## Text passage
People ex rel. Needham v. Abbott Estate, 47 Ill. 2d 491 (1970)

Dec. 4, 1970 · Illinois Supreme Court · No. 43082
47 Ill. 2d 491

(No. 43082.

The People ex rel. Joseph L. Needham, County Collector, Appellant, vs. H. A. Abbott Estate et al., Appellees.

Opinion filed Dec. 4, 1970.

Rehearing denied Jan. 27, 1971.

William H. Knuppel, State’s Attorney, of Havana, (John J. Bresee, Special Assistant State’s Attorney, of counsel,) for appellant.

Graham and Graham, of Springfield, for appellees.

Mr. Justice Culbertson

delivered the opinion of the court:

The county collector of Mason County filed in the circuit court of that county an application for judgment in respect to 1967 taxes paid under protest, and was met with the objections of defendants, some 71 owners of farm properties, who alleged that there had been no valid assessment of their properties for that year, or, in the alternative, that the valuations were so grossly excessive as to amount to *492constructive fraud. Some fifteen months later, following a hearing, the court entered an order declaring the 1967 assessments to be void; directing that 1967 taxes be re-extended on the basis of valuations fixed by the board of review on complaints of defendants relating to valuations for 1968 taxes; and ordering refunds to defendants based upon the difference between the 1967 tax as originally extended and as re-extended. And having found the 1967 assessments to be void, the court expressly declined to pass upon the question of whether they were constructively fraudulent. The revenue being involved, the collector has appealed directly to this court for review. Rule 302, 43 Ill.2d R. 302.

Section 1 of article IX of the Illinois constitution of 1870 authorizes the legislature to tax persons in proportion to the value of their property and further directs: “* * * such value to be ascertained by some person or persons, to be elected or appointed in such manner as the General Assembly shall direct, * * Broadly speaking, implementing legislation has created a system whereby the function of determining value in counties under township organization rests with the township assessors, the supervisor of assessments and a board of review. The issue here centers around the role and power of the assessors and the supervisor of assessments, respectively, in the statutory scheme.

## Tasks to complete
(1) Copy out the records below verbatim, including every line about the caterpillar track, the churned earth and the track link.
(2) Carry on the Illinois Supreme Court opinion on the 1967 Mason County tax assessments from the point where it stops.
The court opinion above and the records after it are unrelated to each other.

## Dataset rows

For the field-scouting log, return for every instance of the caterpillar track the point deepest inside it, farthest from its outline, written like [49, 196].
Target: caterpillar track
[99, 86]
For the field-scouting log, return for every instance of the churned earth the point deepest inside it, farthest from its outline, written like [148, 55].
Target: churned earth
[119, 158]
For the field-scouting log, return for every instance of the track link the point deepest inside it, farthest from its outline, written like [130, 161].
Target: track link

## Task responses
(1)
For the field-scouting log, return for every instance of the caterpillar track the point deepest inside it, farthest from its outline, written like [49, 196].
Target: caterpillar track
[99, 86]
For the field-scouting log, return for every instance of the churned earth the point deepest inside it, farthest from its outline, written like [148, 55].
Target: churned earth
[119, 158]
For the field-scouting log, return for every instance of the track link the point deepest inside it, farthest from its outline, written like [130, 161].
Target: track link

(2)
In our statute relating to township organization, it is provided that a township assessor shall be elected to hold office for 4 years, and that he shall enter upon his duties on January 1 next after his election. (Ill. Rev. Stat. 1965, ch. 139, par. 60.) The duties of the office are set forth in the Revenue Act of 1939, as amended, (Ill. Rev. Stat. 1965, ch. 120, par. 482 et seq.,) and, inter alia, it is directed that the assessors shall, on or before the first day of June in the year for which the assessment is made, return their books to the supervisor of assessments, each book being verified by an affidavit stating, among other things, that the “assessed value set down in the proper column opposite the *493several kinds and descriptions of property is a just and equal assessment of such property according to law.” (Par. 575). As to assessments in quadrennial years, it is directed that the assessor or his deputy shall, on or before June 1, actually view each tract or lot of land and set down in the appropriate column of the tax books the values of unimproved lands and improved lands, in the latter case making separate entries as to the value of the land and the value of the improvements. Par. 524.

Section 2 of the Revenue Act of 1939 makes the county treasurer the ex officio supervisor of assessments in counties under township organization having less than 150,000 inhabitants, a class into which Mason County falls, and authorizes him to maintain a “property record system (including appraisals),” but states: “* * * such system and records shall not be considered to be assessments nor limit the powers and duties of the assessors as provided by this Act.” (Par. 483; cf. Ill. Rev. Stat. 1965, ch. 34, par. 425.) Still another direction of the section is that the supervisor of assessments shall, on or before January 1 of each year, assemble all assessors and their deputies for consultation and give them such instructions as shall tend to bring uniformity of assessment throughout the county. Most important here is section 95 of the Revenue Act which provides: “The supervisor of assessments shall have the same authority as the township assessor to assess and to make changes or alterations in the assessment of property, and shall assess and make such change or alterations in the assessment of property as though originally made. Such changes by the supervisor of assessments in valuations returned by the township assessor shall be noted in a column provided therefor, and no change shall be made in the original figures. All changes and alterations in the assessment of real property shall be subject to revision by the board of review in the same manner that original assessments are reviewed.” (Par. 576). As a matter of mechanics, it appears that the *494tax books have columns lettered “A”, in which the valuations of the assessors are entered, and next to them columns lettered “SA” in which assessments and changes or alterations in valuations made by the supervisor of assessments are entered.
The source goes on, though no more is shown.